Return the exact lines spanning from the line with "Reviewer note: check that every instance of the pendant" through the last line of the entries, boundaries included, and no others.

[DATA Boundary: Start]

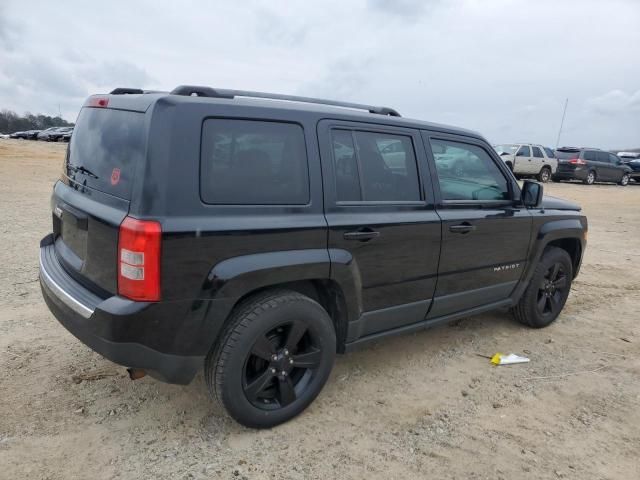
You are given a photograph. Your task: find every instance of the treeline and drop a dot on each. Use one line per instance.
(12, 122)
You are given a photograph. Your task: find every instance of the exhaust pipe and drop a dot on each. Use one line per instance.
(136, 373)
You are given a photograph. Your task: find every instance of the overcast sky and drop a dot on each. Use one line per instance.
(501, 67)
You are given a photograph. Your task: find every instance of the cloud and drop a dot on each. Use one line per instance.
(501, 67)
(614, 102)
(401, 8)
(116, 73)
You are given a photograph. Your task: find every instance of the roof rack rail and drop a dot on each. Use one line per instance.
(189, 90)
(125, 91)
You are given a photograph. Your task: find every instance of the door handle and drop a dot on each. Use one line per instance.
(362, 235)
(465, 227)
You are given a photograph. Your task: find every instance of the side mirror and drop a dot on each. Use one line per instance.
(531, 194)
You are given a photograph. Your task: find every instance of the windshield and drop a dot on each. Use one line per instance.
(508, 149)
(105, 148)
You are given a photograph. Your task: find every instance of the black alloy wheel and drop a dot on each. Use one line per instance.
(552, 290)
(273, 359)
(548, 289)
(280, 366)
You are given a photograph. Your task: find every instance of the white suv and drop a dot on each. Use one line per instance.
(528, 159)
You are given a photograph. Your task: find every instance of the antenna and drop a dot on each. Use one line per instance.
(564, 112)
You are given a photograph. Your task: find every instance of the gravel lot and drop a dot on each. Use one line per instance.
(419, 406)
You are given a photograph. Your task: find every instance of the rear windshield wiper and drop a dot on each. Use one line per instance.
(82, 169)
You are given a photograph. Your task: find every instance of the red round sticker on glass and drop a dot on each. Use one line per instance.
(115, 176)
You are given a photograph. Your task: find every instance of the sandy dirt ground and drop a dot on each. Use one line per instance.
(418, 406)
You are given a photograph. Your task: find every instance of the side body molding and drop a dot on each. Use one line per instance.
(546, 231)
(237, 276)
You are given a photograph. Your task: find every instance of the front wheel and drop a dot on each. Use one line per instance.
(273, 359)
(590, 178)
(545, 175)
(544, 298)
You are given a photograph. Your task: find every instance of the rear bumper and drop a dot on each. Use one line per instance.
(123, 331)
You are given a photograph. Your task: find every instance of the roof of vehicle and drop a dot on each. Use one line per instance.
(140, 100)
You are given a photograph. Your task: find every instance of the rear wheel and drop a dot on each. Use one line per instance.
(545, 175)
(591, 178)
(548, 290)
(273, 359)
(624, 181)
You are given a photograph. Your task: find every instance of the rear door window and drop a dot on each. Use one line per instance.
(105, 148)
(374, 167)
(247, 162)
(467, 172)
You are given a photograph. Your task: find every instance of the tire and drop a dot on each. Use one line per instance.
(258, 371)
(545, 175)
(547, 292)
(590, 178)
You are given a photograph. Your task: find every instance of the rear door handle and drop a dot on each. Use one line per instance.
(363, 235)
(465, 227)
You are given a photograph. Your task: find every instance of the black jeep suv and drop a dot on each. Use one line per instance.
(258, 235)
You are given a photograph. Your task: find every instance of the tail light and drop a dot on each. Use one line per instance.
(577, 161)
(139, 259)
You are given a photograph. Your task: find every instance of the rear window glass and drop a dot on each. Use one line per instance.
(106, 145)
(567, 154)
(246, 162)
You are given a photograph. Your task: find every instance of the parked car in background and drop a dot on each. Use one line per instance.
(52, 134)
(32, 134)
(632, 160)
(66, 136)
(590, 165)
(528, 160)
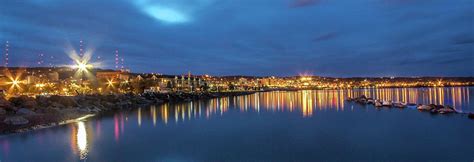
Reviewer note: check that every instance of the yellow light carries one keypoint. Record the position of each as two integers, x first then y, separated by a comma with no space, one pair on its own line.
15,82
82,66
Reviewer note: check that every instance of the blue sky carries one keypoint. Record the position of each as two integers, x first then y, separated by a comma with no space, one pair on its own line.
249,37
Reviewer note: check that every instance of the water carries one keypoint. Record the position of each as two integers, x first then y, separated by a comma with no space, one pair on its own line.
271,126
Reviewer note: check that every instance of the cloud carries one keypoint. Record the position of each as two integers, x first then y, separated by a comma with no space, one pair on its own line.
249,37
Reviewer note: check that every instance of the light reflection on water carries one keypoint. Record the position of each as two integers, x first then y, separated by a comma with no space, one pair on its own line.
305,104
81,136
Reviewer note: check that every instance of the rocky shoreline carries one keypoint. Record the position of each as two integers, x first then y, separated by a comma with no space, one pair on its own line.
432,108
23,113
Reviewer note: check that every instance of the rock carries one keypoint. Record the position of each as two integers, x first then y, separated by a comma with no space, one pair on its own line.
24,101
66,101
16,120
30,104
24,111
48,110
4,103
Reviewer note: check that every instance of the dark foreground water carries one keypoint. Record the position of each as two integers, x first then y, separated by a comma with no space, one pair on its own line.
271,126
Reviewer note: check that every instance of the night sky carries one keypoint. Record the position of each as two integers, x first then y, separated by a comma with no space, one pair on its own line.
342,38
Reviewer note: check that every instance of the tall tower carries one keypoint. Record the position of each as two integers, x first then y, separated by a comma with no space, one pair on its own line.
40,59
122,68
7,45
81,49
116,60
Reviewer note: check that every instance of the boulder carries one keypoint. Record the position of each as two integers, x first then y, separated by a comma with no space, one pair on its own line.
24,111
16,120
66,101
24,101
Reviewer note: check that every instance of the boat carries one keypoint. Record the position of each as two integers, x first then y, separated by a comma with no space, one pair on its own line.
370,101
387,103
424,107
378,104
446,110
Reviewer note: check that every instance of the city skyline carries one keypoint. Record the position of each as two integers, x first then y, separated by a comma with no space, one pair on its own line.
264,38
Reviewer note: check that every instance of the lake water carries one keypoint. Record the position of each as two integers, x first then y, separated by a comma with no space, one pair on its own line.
270,126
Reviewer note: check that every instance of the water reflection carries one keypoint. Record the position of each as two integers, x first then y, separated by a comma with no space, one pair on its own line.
307,103
80,139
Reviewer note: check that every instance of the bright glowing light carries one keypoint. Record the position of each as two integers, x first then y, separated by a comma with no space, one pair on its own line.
82,140
15,83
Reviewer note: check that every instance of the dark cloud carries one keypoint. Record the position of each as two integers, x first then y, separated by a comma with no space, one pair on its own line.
265,37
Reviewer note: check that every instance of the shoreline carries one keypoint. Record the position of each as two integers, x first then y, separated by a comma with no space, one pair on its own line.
26,120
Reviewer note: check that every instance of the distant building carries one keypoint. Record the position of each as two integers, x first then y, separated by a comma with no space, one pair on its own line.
112,75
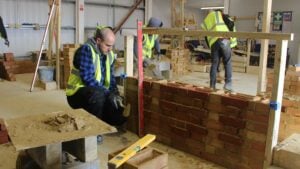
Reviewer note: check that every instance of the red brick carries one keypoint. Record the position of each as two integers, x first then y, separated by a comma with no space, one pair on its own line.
168,105
8,57
197,132
198,94
232,148
236,102
258,146
166,96
168,89
198,103
3,137
195,147
234,122
214,158
151,118
179,142
184,100
216,107
231,111
257,127
230,130
201,113
257,118
230,139
213,124
262,108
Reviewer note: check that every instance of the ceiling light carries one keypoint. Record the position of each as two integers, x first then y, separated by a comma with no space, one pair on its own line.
212,7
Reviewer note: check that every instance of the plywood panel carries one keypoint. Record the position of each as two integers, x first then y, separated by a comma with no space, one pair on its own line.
32,131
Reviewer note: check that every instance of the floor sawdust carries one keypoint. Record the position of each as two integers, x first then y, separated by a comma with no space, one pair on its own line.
17,101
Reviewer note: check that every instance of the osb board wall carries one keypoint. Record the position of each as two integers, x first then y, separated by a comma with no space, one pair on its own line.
226,129
290,116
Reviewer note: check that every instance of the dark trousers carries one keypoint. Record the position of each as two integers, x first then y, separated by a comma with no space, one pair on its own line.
94,101
221,48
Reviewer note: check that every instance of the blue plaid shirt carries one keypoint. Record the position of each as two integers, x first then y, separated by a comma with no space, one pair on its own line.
87,69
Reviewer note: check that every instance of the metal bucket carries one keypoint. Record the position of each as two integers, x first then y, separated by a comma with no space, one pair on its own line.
46,73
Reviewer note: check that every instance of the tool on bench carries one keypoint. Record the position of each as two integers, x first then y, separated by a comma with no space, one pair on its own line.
129,152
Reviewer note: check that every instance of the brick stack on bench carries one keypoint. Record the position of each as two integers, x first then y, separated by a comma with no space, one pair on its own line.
7,67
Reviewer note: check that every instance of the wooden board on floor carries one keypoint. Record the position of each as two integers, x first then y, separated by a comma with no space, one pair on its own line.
32,131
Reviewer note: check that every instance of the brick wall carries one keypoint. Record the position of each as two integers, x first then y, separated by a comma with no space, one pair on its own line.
3,133
290,116
226,129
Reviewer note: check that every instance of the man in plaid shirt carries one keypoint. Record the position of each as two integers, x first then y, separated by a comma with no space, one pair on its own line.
92,85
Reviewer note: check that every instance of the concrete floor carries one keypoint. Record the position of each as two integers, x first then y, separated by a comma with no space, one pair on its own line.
16,101
241,82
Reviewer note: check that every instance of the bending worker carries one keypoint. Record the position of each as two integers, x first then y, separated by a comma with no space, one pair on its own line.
149,42
92,85
220,47
3,33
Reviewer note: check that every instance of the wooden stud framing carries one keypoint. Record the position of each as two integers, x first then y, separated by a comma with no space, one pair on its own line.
280,61
262,76
58,33
201,33
80,21
277,94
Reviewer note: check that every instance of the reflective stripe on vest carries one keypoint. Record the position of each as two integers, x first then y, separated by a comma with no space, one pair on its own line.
75,82
214,22
148,44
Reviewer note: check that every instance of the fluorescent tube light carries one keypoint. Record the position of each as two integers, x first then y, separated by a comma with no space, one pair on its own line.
212,7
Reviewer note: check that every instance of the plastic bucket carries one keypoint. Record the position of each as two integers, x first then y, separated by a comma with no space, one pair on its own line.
46,73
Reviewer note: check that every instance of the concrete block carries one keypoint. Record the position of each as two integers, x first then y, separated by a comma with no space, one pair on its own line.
84,149
287,153
51,85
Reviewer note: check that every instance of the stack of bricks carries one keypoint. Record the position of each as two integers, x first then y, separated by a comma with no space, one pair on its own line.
68,55
179,60
290,113
7,67
3,133
239,63
291,81
229,130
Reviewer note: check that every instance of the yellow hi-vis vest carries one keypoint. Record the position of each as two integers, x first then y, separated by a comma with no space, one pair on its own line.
214,22
148,44
75,82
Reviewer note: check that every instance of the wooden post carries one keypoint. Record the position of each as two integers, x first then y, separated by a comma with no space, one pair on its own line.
148,10
80,21
58,33
173,15
129,55
50,42
226,6
248,53
277,94
140,78
261,86
182,22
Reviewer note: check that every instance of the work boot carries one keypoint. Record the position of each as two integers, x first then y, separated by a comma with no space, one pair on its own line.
228,87
99,139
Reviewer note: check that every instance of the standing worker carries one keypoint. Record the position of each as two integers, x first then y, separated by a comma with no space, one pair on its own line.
149,42
92,85
220,47
3,33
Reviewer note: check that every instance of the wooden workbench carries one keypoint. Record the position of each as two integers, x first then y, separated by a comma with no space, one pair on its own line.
44,142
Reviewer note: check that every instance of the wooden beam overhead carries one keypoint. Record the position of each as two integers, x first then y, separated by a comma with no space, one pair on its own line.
201,33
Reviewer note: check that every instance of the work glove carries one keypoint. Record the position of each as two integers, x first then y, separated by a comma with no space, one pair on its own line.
116,100
6,42
158,57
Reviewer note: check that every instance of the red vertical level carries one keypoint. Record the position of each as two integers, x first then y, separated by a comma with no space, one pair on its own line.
140,78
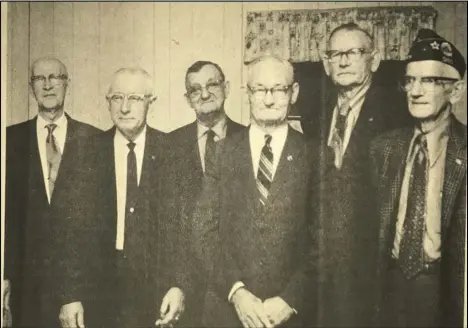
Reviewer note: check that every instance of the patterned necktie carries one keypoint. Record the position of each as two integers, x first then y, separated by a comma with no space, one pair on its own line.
209,147
54,157
411,255
339,132
265,170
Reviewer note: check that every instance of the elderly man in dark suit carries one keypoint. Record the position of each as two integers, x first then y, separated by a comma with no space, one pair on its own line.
114,228
420,175
34,150
207,90
253,222
356,110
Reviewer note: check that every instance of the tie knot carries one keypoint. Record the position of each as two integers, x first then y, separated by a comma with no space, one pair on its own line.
51,128
131,146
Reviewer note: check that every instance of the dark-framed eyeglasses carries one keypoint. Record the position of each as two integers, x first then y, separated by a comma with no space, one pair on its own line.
118,98
54,79
352,55
212,87
276,92
427,83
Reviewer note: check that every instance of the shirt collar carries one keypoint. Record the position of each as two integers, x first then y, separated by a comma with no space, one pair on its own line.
219,128
61,122
121,140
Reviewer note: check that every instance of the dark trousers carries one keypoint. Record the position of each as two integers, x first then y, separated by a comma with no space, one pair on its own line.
410,303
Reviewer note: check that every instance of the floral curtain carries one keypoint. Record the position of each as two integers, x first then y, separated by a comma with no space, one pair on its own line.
300,35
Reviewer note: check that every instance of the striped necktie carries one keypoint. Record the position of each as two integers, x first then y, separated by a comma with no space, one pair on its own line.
411,256
265,170
54,157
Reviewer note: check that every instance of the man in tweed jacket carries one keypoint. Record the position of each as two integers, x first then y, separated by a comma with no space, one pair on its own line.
420,175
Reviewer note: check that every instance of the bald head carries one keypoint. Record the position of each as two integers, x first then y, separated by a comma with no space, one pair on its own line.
271,65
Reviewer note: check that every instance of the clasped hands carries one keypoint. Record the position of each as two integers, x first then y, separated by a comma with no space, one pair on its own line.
254,313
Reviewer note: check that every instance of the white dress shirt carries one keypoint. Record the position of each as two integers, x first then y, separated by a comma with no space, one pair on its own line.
437,140
121,151
219,129
356,104
60,134
257,141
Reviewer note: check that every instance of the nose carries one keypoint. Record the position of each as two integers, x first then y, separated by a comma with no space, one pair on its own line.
125,107
205,94
268,100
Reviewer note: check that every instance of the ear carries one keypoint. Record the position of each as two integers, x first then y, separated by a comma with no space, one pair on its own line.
375,60
227,88
295,93
458,90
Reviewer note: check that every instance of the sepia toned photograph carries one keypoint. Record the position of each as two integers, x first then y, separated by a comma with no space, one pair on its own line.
234,164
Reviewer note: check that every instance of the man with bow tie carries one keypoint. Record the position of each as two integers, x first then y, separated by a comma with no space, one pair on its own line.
34,151
420,178
253,218
115,235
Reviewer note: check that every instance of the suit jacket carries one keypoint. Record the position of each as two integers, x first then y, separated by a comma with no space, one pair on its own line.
186,156
86,212
267,248
346,208
388,153
27,221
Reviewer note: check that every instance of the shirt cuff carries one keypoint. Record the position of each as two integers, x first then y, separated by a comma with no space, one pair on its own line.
234,288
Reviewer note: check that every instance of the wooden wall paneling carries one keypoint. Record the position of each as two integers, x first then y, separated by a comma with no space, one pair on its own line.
87,99
232,60
181,51
159,114
64,43
41,38
18,63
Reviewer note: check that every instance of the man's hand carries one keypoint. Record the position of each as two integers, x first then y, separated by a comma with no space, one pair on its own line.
277,310
249,309
6,292
72,315
173,305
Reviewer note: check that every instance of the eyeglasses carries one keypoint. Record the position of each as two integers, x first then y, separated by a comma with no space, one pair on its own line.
54,79
119,98
211,87
427,83
276,92
352,55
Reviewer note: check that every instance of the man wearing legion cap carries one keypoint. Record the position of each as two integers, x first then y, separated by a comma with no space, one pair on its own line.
420,174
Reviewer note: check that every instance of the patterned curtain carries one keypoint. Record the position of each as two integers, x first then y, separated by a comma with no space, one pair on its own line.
301,35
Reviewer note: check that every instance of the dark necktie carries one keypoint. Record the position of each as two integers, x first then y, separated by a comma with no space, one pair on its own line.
53,157
209,147
411,256
265,170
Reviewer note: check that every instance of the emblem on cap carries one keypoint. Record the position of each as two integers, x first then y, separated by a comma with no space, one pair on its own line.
435,45
446,49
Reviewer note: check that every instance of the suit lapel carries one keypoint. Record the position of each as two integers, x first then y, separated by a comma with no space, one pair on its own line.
455,169
286,166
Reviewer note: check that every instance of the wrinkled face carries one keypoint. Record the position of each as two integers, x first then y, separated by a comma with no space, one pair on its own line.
352,70
432,88
206,91
271,93
49,84
129,103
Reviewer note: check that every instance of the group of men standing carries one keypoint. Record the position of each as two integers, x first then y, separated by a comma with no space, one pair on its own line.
220,225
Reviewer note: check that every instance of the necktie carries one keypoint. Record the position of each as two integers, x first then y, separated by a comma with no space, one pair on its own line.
209,147
339,132
265,170
53,157
411,255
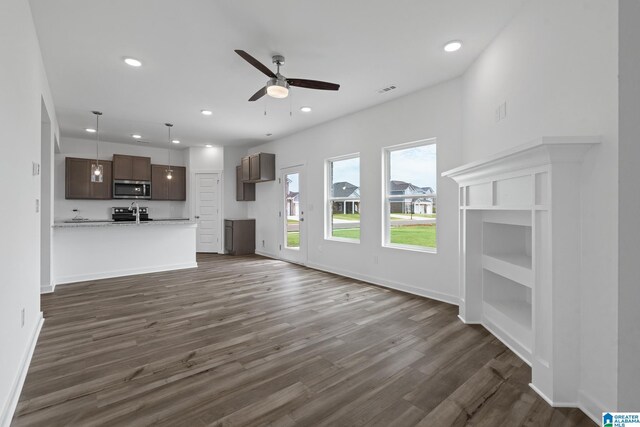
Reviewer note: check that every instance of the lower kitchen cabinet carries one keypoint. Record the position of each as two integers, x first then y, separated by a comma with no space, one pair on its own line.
78,183
240,236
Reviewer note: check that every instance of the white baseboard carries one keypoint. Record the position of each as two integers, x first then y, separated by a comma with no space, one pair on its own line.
438,296
449,299
48,289
550,401
120,273
268,255
16,389
592,407
512,344
467,322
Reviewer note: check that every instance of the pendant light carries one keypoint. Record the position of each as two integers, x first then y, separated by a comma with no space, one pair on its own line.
97,172
169,171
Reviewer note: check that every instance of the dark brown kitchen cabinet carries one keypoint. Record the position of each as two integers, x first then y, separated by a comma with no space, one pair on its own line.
240,236
245,192
78,183
168,189
259,167
131,168
246,175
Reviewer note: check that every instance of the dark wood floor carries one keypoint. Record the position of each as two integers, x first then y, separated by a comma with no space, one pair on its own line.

[DATA Boundary: End]

=== OUTPUT FOR THIS TASK ===
Reviewer note: check that every instance of the pendant light carries one keypoint. Record the position of each as two integers, x first then y, separated by a comma with no space, one pair on its own line.
97,172
169,171
Reviewer note: check that every instance of the dark brown kitchen cabinet carries one keypoint. Record the position of each as two integers, x first then y, separated by a comma with no space, one pair on its own line.
240,236
245,192
78,183
168,189
259,167
131,168
246,175
Reviewer note: check that every instance of the dark wood floor carries one keypoint. Record the position of each as two integers, x first then y, separated by a comma with no space, one pair on its own line.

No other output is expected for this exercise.